__What you have to do__.
Quote all of the records below word for word, leaving out the pictures.

..............................

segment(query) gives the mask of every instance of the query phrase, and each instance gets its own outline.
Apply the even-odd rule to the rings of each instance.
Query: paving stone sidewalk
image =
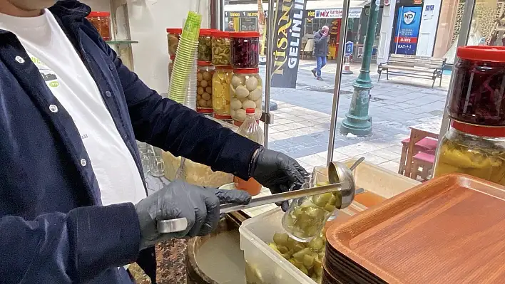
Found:
[[[336,63],[329,63],[323,69],[325,80],[318,81],[310,72],[313,65],[311,61],[300,63],[296,89],[272,88],[271,99],[278,104],[278,110],[272,112],[275,122],[269,130],[269,147],[296,158],[307,169],[326,163],[336,69]],[[409,137],[409,127],[441,119],[450,75],[444,76],[442,88],[434,88],[429,80],[397,76],[377,83],[377,66],[372,65],[374,88],[369,110],[373,117],[372,134],[344,137],[338,130],[349,110],[359,67],[352,64],[354,74],[342,78],[333,159],[363,156],[369,162],[397,172],[401,141]],[[260,70],[265,78],[265,68]]]

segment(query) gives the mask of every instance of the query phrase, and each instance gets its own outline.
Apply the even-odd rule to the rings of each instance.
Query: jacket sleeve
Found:
[[[87,282],[135,261],[141,229],[132,204],[81,207],[34,221],[0,218],[0,283]]]
[[[260,145],[148,88],[103,43],[123,86],[136,138],[210,166],[214,171],[249,179],[249,164]]]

..............................

__Exercise solution__.
segment(query) gives the mask of every instance of the query phrase, and each instance gets its own outline.
Apply the even-odd rule to the rings of each instance.
Query: paving stone sidewalk
image =
Found:
[[[336,63],[329,63],[323,69],[325,80],[318,81],[310,72],[313,65],[311,61],[300,63],[296,89],[272,88],[271,99],[278,104],[278,110],[272,112],[275,122],[269,130],[269,147],[296,158],[307,169],[326,163],[336,69]],[[409,137],[409,127],[441,119],[450,75],[444,76],[442,88],[434,88],[429,80],[397,76],[377,83],[377,66],[372,65],[374,88],[369,110],[373,117],[372,134],[344,137],[338,130],[349,110],[359,67],[352,64],[354,74],[342,78],[333,159],[363,156],[369,162],[397,172],[401,141]],[[260,70],[265,78],[265,68]]]

segment(query) gives the mask of every instance of the query phrase, and each instance gets its own outline.
Apply the even-odd rule to the rings of each instance.
Query: jacket sleeve
Found:
[[[87,282],[135,261],[141,229],[132,204],[81,207],[34,221],[0,218],[0,283]]]
[[[260,145],[148,88],[103,43],[123,86],[136,138],[210,166],[214,171],[249,179],[249,164]]]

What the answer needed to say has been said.